# [Job]
Quote, exactly, the line holding "TARGET = player's outstretched arm" and all lines after it to the end of the records below. Exclude pictures.

# [Records]

········

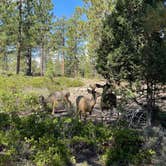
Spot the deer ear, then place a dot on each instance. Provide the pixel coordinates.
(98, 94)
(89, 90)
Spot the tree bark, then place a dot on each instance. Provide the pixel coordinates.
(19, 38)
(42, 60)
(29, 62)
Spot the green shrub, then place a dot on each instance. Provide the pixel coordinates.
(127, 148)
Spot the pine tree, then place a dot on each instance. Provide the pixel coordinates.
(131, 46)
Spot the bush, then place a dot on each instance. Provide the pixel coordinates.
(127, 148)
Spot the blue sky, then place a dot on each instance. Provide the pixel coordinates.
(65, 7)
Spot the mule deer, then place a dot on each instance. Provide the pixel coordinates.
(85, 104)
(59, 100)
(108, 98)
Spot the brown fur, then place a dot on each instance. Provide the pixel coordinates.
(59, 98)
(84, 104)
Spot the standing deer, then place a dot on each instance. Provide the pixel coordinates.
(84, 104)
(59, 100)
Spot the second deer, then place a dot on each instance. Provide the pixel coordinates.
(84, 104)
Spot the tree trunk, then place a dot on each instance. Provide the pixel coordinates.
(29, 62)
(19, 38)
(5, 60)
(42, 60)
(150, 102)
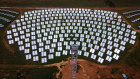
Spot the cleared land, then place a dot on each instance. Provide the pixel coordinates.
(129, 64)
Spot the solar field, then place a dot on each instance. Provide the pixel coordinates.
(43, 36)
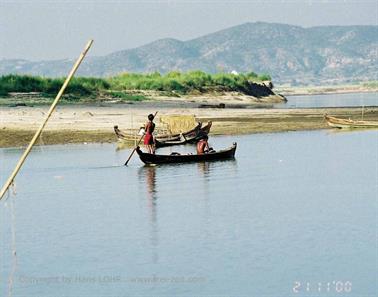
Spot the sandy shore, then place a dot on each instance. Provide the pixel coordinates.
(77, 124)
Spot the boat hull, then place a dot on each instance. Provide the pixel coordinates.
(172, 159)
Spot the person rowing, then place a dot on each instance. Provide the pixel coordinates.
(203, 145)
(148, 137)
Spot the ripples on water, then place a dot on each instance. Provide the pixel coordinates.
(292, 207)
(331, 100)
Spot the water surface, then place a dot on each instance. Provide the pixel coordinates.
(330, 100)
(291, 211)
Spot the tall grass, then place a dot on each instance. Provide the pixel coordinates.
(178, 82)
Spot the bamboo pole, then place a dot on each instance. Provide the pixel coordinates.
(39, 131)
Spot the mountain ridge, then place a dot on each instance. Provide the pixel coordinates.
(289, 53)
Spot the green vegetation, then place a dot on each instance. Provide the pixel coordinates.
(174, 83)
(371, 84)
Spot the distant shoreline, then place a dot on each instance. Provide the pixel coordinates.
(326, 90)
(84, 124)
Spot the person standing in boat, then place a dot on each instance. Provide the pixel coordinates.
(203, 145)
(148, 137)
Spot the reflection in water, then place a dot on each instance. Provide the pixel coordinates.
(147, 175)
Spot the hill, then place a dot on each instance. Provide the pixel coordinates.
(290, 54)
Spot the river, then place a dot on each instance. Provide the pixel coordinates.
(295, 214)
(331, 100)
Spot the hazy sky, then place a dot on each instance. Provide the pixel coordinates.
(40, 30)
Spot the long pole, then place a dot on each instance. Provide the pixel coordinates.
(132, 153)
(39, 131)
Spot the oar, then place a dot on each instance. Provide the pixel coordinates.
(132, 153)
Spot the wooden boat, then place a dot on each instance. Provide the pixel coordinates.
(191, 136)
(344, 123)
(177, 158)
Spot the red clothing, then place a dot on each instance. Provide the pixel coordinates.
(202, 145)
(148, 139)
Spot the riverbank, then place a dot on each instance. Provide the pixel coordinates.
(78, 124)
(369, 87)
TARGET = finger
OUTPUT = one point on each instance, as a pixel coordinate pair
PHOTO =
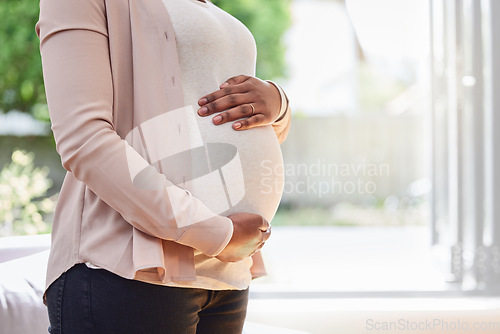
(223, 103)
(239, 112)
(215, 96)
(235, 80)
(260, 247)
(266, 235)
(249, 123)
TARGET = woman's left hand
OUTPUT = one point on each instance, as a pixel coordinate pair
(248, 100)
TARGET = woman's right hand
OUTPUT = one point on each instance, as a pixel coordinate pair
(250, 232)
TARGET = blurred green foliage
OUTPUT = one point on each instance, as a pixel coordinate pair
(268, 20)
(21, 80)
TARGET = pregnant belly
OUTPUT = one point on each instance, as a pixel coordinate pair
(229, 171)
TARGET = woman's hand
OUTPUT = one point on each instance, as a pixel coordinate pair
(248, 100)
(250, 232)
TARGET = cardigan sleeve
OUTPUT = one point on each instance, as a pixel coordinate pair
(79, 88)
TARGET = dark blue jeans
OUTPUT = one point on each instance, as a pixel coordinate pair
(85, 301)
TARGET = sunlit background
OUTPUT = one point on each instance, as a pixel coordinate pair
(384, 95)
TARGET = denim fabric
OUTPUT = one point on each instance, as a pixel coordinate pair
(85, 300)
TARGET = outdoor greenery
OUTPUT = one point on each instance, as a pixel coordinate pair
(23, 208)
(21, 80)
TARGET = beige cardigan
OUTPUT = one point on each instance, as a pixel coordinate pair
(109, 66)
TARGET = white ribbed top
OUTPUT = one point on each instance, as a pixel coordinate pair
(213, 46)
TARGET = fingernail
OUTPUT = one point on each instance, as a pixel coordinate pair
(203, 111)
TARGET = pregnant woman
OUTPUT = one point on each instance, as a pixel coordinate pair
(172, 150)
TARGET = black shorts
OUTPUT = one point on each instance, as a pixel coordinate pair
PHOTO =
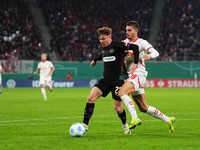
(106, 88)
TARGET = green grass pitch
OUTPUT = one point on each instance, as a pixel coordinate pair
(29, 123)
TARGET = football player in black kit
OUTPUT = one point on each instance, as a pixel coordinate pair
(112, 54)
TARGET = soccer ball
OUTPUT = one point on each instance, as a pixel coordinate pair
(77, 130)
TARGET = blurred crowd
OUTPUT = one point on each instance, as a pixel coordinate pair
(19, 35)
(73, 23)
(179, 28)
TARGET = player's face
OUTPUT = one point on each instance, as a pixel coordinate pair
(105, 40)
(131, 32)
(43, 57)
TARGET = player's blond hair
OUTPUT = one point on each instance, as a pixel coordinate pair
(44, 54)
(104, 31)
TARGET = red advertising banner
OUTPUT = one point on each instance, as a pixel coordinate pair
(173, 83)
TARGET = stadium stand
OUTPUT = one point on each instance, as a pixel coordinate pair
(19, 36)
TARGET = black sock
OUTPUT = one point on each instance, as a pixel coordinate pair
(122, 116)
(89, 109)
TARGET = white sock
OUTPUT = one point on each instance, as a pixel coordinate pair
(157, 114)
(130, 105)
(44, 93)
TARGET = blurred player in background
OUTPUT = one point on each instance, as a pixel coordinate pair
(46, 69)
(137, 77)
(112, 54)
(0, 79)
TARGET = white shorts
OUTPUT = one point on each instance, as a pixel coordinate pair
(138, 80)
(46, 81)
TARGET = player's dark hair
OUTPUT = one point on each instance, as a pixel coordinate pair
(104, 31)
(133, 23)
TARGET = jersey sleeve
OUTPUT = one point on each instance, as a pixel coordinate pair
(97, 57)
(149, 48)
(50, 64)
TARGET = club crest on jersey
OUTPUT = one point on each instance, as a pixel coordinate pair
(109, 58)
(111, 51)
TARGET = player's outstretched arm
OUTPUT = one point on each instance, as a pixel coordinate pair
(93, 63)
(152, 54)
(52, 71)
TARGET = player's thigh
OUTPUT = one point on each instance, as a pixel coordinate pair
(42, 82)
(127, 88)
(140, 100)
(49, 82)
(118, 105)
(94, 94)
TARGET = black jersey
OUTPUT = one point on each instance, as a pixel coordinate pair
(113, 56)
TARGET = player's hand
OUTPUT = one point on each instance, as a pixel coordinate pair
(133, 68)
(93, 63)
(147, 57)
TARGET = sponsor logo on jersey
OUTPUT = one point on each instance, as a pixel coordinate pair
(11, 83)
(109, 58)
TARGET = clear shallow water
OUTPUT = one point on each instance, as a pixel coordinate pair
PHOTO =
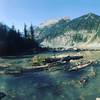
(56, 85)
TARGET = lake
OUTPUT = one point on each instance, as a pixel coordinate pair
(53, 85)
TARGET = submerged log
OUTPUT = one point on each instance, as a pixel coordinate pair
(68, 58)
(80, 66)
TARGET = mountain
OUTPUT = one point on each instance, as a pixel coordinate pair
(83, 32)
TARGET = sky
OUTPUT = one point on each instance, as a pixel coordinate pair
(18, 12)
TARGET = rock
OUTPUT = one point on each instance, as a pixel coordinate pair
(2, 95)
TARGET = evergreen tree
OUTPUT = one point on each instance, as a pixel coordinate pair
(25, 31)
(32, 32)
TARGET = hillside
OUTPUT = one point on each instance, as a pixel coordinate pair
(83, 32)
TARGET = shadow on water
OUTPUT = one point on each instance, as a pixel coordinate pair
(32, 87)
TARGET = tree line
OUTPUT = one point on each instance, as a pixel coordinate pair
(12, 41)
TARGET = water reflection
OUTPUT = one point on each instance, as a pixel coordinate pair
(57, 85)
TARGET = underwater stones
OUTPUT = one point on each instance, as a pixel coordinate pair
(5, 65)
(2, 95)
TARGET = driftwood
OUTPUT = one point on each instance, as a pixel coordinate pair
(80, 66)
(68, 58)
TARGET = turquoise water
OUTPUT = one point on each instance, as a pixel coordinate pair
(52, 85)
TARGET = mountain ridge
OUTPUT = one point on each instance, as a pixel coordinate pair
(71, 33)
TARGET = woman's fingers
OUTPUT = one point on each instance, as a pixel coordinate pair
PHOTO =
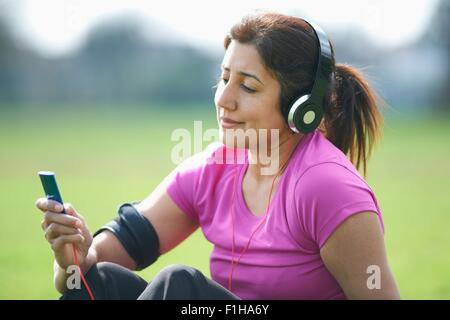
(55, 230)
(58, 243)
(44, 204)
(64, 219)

········

# [The response]
TARGET = player's outstretched arm
OUTPUT = one point on each instance, as a pixel coordinate pair
(93, 63)
(152, 54)
(52, 71)
TARGET = player's thigh
OUTPUT = one point on each instance, as a pixel coordinate pair
(42, 82)
(127, 88)
(140, 100)
(49, 82)
(118, 105)
(94, 94)
TARGET = black jersey
OUTPUT = one point on each instance, as a pixel coordinate pair
(113, 56)
TARGET = player's hand
OUTPUT = one point on each instance, as a pixel coordinate pair
(133, 68)
(93, 63)
(147, 57)
TARGET = sponsor logo on jersey
OUTPUT = one point on each instance, as a pixel coordinate pair
(11, 83)
(109, 58)
TARGET = clear shallow water
OUTPUT = one point on each instance, as a pixel coordinate pair
PHOTO =
(56, 85)
TARGET = lake
OUTPUT = one point on each instance, as a pixel coordinate pair
(53, 85)
TARGET = submerged log
OUTPUT = one point on each instance, as a pixel coordinate pair
(68, 58)
(80, 66)
TARGET = mountain
OUTPUT = one point on each instance, as a pixel coordinate pair
(83, 32)
TARGET = sky
OUTPUT = one point on each instance, as a pixel coordinate pair
(18, 12)
TARGET = rock
OUTPUT = one point on each instance, as a pixel coordinate pair
(2, 95)
TARGET = evergreen tree
OUTPUT = one point on each instance, as a pixel coordinate pair
(25, 31)
(32, 32)
TARGET = hillside
OUTPUT = one point on each instance, as a pixel coordinate pair
(83, 32)
TARGET = shadow on water
OUTPUT = one point on each instance, as a pixel coordinate pair
(32, 87)
TARGET = tree line
OUTPUT = one point on each instance, as a pixel coordinate pair
(12, 41)
TARGET = water reflection
OUTPUT = one point on each instance, as a pixel coordinate pair
(57, 85)
TARGET = underwater stones
OUTPUT = one point on each instance, as a pixel coordinate pair
(5, 65)
(2, 95)
TARGET = driftwood
OUTPUT = one point on each instance, as a pixel coordinate pair
(80, 66)
(68, 58)
TARGET = turquoise water
OUTPUT = one point on each instance, as a pixel coordinate pair
(52, 85)
TARGET = mountain ridge
OUTPUT = one point on each instance, as a pixel coordinate pair
(71, 33)
TARGET = woman's fingers
OUTPUT = one point on each instance, as a pixel coordinate pair
PHOTO =
(55, 230)
(58, 243)
(44, 204)
(64, 219)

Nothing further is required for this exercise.